▶ [PROVIDED DATA]
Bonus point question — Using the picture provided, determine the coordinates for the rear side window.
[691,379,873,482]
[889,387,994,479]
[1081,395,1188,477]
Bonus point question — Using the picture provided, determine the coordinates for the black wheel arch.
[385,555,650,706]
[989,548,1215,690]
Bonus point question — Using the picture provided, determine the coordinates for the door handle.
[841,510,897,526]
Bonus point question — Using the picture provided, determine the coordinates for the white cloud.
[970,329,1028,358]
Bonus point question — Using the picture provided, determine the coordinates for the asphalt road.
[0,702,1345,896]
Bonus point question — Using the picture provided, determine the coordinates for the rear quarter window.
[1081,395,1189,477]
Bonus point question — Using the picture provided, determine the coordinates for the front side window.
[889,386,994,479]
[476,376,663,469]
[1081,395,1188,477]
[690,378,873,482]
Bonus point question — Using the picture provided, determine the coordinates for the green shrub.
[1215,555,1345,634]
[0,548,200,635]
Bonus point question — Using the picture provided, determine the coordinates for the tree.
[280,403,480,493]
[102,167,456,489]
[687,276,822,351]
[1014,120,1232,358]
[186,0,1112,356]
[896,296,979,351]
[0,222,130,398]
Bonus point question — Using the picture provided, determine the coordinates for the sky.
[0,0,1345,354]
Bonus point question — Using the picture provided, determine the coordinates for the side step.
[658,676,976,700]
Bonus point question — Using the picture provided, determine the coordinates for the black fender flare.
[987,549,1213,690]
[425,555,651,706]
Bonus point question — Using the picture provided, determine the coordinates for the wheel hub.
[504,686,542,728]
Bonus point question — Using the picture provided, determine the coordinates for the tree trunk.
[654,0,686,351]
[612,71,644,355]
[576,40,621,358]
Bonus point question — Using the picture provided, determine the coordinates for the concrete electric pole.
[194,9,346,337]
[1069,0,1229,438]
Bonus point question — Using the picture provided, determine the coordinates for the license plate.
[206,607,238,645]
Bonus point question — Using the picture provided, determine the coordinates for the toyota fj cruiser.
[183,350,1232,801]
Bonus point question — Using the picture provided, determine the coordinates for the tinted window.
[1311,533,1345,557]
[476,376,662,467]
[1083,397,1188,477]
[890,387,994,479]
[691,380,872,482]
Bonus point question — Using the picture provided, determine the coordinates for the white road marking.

▶ [WHAT YOU WILL DO] Copy each line from the entries above that contains the string "road", matching its case exactly.

▶ [RESULT OF THE EXERCISE]
Bonus point question — Using the picture provided, determine the coordinates for the asphalt road.
Bonus point question — Using the picture provided, determine the coordinates for the white road marking.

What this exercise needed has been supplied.